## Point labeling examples
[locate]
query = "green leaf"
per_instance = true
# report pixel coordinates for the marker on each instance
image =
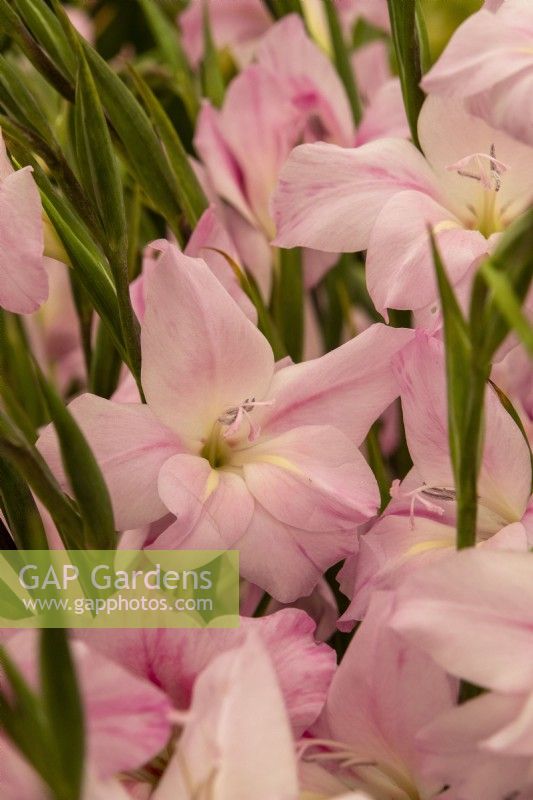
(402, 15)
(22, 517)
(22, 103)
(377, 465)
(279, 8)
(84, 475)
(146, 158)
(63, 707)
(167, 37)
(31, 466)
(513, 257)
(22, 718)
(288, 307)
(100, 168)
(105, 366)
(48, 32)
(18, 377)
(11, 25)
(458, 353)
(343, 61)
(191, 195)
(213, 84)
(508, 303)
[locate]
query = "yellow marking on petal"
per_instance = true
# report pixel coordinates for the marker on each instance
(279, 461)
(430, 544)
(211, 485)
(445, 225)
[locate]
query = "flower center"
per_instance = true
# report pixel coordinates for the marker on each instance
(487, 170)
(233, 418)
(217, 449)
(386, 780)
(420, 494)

## Short problem
Replicate the material above verbatim; images stay out of the copy.

## Output of the exercise
[locate]
query = "green leaf"
per_instance = true
# report pixel coordinates for the marker on each instance
image =
(402, 15)
(22, 517)
(22, 103)
(377, 465)
(279, 8)
(84, 475)
(146, 158)
(63, 707)
(167, 37)
(31, 466)
(513, 257)
(22, 718)
(288, 307)
(100, 168)
(105, 366)
(48, 32)
(18, 377)
(11, 25)
(458, 353)
(343, 61)
(191, 195)
(213, 84)
(508, 303)
[locate]
query = "yellow marking on petal"
per_instance = true
# report pixel coordinates for the marker on each instance
(279, 461)
(430, 544)
(211, 485)
(445, 225)
[locate]
query = "flower center"
per_instance = true
# report pixel coordinates for the marker on each instance
(487, 170)
(233, 418)
(217, 449)
(386, 780)
(420, 494)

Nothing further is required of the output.